### PROVIDED INFORMATION

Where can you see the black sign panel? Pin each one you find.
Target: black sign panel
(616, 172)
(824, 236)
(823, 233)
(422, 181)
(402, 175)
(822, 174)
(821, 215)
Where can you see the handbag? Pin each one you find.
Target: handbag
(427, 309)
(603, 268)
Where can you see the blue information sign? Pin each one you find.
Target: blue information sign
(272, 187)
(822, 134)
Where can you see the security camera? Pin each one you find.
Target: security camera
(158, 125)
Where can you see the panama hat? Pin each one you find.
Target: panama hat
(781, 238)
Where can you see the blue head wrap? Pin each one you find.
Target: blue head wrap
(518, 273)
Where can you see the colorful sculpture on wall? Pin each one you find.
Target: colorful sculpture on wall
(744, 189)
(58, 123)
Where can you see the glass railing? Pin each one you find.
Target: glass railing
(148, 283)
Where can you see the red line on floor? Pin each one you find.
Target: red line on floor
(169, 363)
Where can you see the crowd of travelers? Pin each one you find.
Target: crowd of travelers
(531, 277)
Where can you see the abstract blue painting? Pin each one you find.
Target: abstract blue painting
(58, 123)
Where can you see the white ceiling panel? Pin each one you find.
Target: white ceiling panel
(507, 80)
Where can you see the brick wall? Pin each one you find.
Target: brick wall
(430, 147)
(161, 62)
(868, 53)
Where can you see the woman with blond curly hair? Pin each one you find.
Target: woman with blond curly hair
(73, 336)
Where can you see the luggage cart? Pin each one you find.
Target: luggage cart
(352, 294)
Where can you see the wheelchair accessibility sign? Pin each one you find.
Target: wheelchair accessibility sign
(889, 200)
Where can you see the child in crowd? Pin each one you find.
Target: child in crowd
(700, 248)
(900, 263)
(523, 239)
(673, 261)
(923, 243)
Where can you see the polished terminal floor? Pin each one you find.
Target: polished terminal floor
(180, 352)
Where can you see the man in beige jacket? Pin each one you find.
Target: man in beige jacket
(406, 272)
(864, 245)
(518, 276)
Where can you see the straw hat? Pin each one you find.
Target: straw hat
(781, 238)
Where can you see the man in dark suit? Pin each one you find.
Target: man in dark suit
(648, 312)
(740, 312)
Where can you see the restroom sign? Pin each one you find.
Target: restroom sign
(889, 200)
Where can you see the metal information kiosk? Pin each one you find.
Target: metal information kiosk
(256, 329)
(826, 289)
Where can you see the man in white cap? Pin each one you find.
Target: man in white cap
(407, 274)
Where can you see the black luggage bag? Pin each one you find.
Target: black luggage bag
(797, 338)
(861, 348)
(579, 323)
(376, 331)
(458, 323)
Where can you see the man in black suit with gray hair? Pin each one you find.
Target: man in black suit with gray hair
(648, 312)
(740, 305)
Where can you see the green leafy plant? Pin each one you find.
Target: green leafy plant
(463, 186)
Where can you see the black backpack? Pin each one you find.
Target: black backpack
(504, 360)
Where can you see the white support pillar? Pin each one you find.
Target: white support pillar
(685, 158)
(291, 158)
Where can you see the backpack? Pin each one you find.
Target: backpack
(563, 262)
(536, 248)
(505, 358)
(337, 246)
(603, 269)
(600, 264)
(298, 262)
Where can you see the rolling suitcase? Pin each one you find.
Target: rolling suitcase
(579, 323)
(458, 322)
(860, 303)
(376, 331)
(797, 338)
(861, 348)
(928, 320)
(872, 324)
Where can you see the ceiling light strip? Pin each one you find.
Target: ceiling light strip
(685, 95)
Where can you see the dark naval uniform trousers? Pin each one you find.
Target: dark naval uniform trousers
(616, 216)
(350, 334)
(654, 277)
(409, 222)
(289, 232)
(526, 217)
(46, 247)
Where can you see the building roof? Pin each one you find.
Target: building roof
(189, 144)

### WRITTEN PROBLEM
Write the data back out verbatim.

### FINISHED ANSWER
Where can you see the black sign panel? Pin each one you find.
Target: black sign panel
(616, 172)
(824, 236)
(823, 233)
(422, 181)
(402, 175)
(822, 174)
(821, 215)
Where can you see the handbag? Pin each one you find.
Target: handbag
(427, 309)
(603, 268)
Where can you see the blue information sign? Pin each one you find.
Target: blue information sign
(272, 187)
(822, 134)
Where can you see the security camera? Pin each one you find.
Target: security camera
(158, 125)
Where can you see the panama hat? Pin each one you find.
Target: panama hat
(781, 238)
Where can you see the blue head wrap? Pin each one you find.
Target: blue head wrap
(518, 273)
Where can you see the colorful sculpture on wall? Pin each one you find.
Target: colorful sculpture on wall
(744, 189)
(58, 123)
Where can you see the glass railing? Pin each one you find.
Target: glass railing
(148, 283)
Where can you see the red line on floor? Pin each one you find.
Target: red line on floor
(169, 363)
Where can you see the crowd of travelers? Pin each one you find.
Target: crowd of travelers
(531, 277)
Where can you see the abstract blue painting? Pin each one you find.
Target: abstract blue painting
(58, 123)
Where can you see the white ceiling panel? Pin each one you find.
Target: white ceiling panel
(507, 80)
Where can you see the brick wall? Pin each one you find.
Target: brick wall
(430, 147)
(161, 62)
(868, 53)
Where can you see the woman with blond curly hair? Pin each one you find.
Target: woman with blond curly hair
(73, 336)
Where can you see the luggage cart? Pin each one you find.
Target: luggage cart
(352, 294)
Where can you see the wheelchair accessibility sign? Pin each one you find.
Target: wheelchair accessibility sign
(889, 200)
Where can you see the child in crowd? Pin each one you find.
Target: child in crowd
(700, 248)
(900, 263)
(523, 239)
(673, 261)
(923, 243)
Where can you see the polished terminal floor? Pin each one you find.
Target: polished terminal floor
(180, 352)
Where can you see the man in beige jacket? Pin each one you find.
Target: man in beige jacket
(406, 272)
(864, 245)
(518, 276)
Where can you see the straw hat? Pin each one you find.
Target: straw hat
(781, 238)
Where can you see the man in dark suit? Pin each one you find.
Target: man in dark suit
(648, 312)
(740, 312)
Where can you see the restroom sign? Pin each one you find.
Target: restroom sign
(889, 200)
Where can you see the metal information kiosk? Pin each one you find.
Target: metal information kiosk
(256, 329)
(826, 289)
Where can you see the man in white cap? Pin each one you find.
Target: man in white cap
(407, 274)
Where can you see the black luggage bag? Pin each one you find.
Target: black luggage bag
(797, 338)
(861, 348)
(579, 323)
(376, 331)
(458, 323)
Where can you see the man in black suit with gray hair? Pin each one you find.
Target: man in black suit with gray hair
(648, 312)
(740, 305)
Where can you see the green leafy plant? Pin each one you find.
Target: green leafy plant
(463, 186)
Where can you see the black backpack? Pin each one you find.
Target: black backpack
(504, 360)
Where can you see the white support pillar? Pin each one you find.
Target: white support pillar
(685, 158)
(291, 158)
Where can you see the backpack? Pin each one you find.
Target: backpack
(563, 262)
(536, 248)
(505, 358)
(337, 246)
(603, 269)
(600, 264)
(298, 262)
Where can you see the rolling suitcase? Pin each one you find.
Target: rolling suitcase
(579, 323)
(458, 322)
(860, 303)
(376, 331)
(797, 338)
(861, 348)
(928, 320)
(872, 324)
Where can you see the ceiling light strip? Pin each one you find.
Target: ceiling light strip
(685, 95)
Where can you see the dark naval uniform trousers? Pin each one you find.
Target: dark naval uniform trousers
(616, 216)
(350, 334)
(654, 277)
(409, 222)
(289, 232)
(526, 217)
(46, 247)
Where can you see the building roof? Pin each one you find.
Target: building roof
(189, 144)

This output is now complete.